THE INPUT start

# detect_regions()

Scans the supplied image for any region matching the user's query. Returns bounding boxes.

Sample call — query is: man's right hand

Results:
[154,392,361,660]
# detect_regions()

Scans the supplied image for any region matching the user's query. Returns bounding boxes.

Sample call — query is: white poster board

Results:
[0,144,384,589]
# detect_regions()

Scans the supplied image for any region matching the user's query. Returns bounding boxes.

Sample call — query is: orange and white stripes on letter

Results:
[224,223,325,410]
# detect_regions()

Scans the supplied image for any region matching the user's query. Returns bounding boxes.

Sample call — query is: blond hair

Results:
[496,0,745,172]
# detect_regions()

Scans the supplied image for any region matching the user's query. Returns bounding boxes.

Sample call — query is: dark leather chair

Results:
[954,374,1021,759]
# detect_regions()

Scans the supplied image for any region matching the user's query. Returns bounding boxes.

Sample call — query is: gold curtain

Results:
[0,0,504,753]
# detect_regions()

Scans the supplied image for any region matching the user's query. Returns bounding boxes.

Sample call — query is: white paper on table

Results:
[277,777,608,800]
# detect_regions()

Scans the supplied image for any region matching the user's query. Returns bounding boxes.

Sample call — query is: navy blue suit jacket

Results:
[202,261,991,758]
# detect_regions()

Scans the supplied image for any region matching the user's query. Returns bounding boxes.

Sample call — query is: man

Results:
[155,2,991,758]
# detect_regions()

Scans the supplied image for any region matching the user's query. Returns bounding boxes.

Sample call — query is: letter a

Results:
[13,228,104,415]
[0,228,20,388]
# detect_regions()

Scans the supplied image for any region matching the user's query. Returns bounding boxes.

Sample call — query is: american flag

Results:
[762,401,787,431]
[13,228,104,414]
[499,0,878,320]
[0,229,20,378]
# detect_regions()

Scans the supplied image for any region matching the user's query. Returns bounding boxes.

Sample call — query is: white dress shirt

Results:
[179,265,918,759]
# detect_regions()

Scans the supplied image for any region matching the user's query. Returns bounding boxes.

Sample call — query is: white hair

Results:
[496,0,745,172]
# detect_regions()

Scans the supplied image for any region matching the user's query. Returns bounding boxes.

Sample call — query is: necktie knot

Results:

THE INPUT end

• _EXERCISE PROMPT_
Reproduce the listing from its first line through the line with "[224,223,325,410]", substituting "Example call" for "Sample call" and leaving everything else unchanged.

• _RESPONSE FOR THIS EXERCISE_
# detect_regions()

Scans the supplied image for any region matching the user's query. Returns bounding boxes.

Example call — query is: man's right hand

Results:
[154,392,361,660]
# detect_regions()

Scans the supplied image for any region matching the user's query. Returns bounding boxes.

Example call — query is: white poster board

Results:
[0,144,384,589]
# detect_regions()

Scans the supplied image for any region matching the user's query. Returns bounding boxes.

Example call — query is: orange and white stripes on letter

Results:
[224,223,325,410]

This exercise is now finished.